#### Provided records ####

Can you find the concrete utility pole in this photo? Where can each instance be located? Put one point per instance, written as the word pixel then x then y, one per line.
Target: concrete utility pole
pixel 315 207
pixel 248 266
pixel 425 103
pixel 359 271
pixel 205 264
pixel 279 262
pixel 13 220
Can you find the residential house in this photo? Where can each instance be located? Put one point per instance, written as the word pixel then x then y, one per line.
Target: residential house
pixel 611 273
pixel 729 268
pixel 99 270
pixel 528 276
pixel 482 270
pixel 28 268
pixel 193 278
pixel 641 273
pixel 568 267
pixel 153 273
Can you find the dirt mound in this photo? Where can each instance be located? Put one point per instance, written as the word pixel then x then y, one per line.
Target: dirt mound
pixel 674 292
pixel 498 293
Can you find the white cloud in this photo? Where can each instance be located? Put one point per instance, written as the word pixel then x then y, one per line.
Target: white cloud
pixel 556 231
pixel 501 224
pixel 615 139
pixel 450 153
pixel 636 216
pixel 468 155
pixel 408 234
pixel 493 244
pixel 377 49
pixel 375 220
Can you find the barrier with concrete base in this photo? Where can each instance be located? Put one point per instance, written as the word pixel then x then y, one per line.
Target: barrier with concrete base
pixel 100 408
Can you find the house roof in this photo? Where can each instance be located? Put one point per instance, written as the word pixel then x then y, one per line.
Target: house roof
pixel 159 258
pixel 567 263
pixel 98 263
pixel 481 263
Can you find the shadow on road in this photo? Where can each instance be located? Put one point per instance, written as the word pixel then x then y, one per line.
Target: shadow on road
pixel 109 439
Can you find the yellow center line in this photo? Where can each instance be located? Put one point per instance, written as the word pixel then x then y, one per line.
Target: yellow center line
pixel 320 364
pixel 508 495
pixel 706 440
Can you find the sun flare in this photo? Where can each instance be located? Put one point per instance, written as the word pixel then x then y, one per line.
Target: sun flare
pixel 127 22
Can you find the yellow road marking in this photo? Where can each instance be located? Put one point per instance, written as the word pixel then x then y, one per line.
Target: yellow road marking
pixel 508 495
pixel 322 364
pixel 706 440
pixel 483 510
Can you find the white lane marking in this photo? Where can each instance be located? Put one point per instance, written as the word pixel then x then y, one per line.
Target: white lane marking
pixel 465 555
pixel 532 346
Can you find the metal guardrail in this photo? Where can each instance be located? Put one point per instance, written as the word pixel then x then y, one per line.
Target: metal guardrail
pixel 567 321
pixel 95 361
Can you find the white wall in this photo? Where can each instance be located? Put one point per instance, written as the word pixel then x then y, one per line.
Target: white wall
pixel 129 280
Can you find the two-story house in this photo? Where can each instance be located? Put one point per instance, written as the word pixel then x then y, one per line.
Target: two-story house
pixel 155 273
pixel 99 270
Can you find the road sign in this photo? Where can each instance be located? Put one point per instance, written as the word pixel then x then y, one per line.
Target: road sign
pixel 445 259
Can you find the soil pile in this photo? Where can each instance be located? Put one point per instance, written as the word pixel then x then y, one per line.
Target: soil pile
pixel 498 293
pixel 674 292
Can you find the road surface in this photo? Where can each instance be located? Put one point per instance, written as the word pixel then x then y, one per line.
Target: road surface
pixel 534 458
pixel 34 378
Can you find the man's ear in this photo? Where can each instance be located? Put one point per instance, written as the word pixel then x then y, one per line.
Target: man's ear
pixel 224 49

####

Task prompt
Rewrite everything from the line that contains "Can you find the white lane" down to the end of the rows as a numbered list, leaving out any blank lines.

The response
1. Can you find the white lane marking in this photo? Where can each instance be located? Put one point per instance, written as the word pixel then x then y, one per line.
2. Target: white lane marking
3. pixel 465 555
4. pixel 532 346
5. Can you find the metal guardrail in this photo? Where can each instance be located? Put one point per instance, written as the word pixel then x then y, one per line.
6. Target: metal guardrail
7. pixel 567 321
8. pixel 95 361
9. Can you find the white wall in this photo? Where can each instance be located? Put one point per instance, written as the word pixel then x then y, one per line.
10. Target: white wall
11. pixel 129 280
12. Can you find the two-story house in this photo? Where can each instance be located? Put one point per instance, written as the word pixel then x then y, one per line.
13. Target: two-story house
14. pixel 155 273
15. pixel 99 270
16. Can you find the road sign in this photo? Where can each instance be located? Put one point per instance, written as the word pixel then x then y, one per line.
17. Target: road sign
18. pixel 445 259
19. Can you find the soil pile in this photo? Where can each instance be located? Put one point per instance, written as the word pixel then x then y, one per line.
20. Target: soil pile
21. pixel 498 293
22. pixel 674 292
23. Can you find the road surface in this photo? Where can each instance be located? Put one point per instance, written as the word pixel then x then y, one per line.
24. Target: road surface
25. pixel 534 458
26. pixel 34 378
27. Can you find the man's ear in this photo? Where can each instance be located? Put one point per instance, written as the word pixel then x then y, one per line.
28. Target: man's ear
29. pixel 224 49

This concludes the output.